### Problem to solve
Count how many lines of the material below contain the string "white", treating uppercase and lowercase letters as different, and give only that number.

### Materials provided

▶

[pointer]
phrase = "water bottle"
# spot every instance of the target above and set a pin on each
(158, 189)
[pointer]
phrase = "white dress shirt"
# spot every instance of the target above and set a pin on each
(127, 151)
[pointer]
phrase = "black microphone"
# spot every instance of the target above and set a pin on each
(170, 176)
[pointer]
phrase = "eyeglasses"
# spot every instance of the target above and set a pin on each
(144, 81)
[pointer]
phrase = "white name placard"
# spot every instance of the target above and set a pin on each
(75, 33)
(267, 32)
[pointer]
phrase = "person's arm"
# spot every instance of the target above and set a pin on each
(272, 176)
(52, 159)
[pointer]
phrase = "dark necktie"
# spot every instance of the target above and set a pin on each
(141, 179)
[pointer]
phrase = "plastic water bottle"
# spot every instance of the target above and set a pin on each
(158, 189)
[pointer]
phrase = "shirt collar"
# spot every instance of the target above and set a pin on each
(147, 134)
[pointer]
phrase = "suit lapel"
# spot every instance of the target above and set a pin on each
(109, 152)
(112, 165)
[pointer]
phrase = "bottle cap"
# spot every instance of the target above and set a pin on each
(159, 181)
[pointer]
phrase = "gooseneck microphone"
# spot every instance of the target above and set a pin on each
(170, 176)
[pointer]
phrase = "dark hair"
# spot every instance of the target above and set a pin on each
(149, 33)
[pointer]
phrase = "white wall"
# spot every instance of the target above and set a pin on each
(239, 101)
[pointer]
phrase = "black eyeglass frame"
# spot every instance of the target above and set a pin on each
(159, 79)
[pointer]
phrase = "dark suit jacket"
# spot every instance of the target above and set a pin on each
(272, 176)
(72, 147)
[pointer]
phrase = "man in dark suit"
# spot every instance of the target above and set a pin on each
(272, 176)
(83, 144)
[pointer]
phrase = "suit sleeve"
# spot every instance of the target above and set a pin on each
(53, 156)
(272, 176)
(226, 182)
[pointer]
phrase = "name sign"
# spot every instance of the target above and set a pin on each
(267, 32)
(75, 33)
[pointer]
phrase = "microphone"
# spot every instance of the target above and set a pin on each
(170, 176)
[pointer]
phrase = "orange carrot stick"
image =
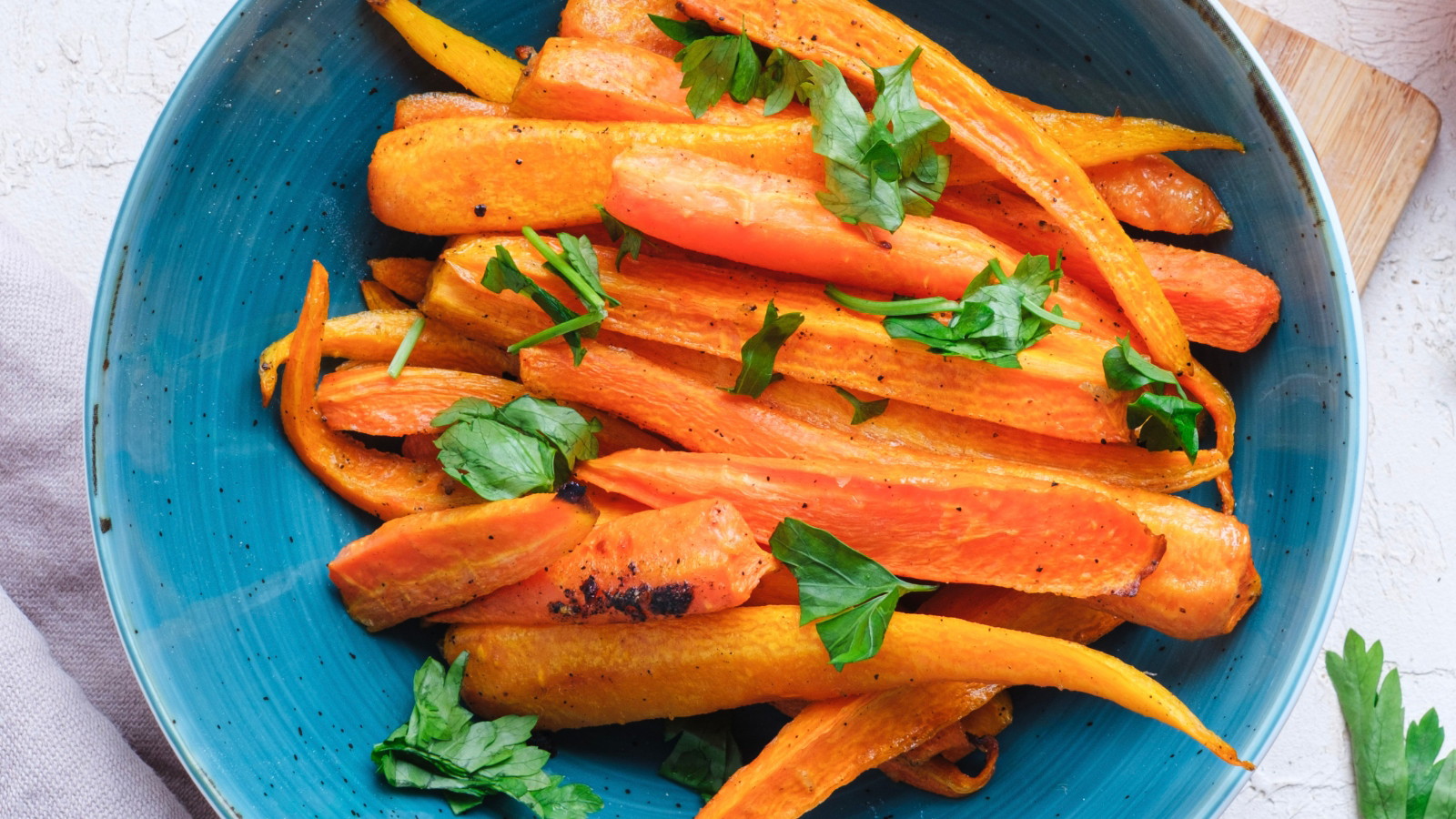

◀

### Expected answer
3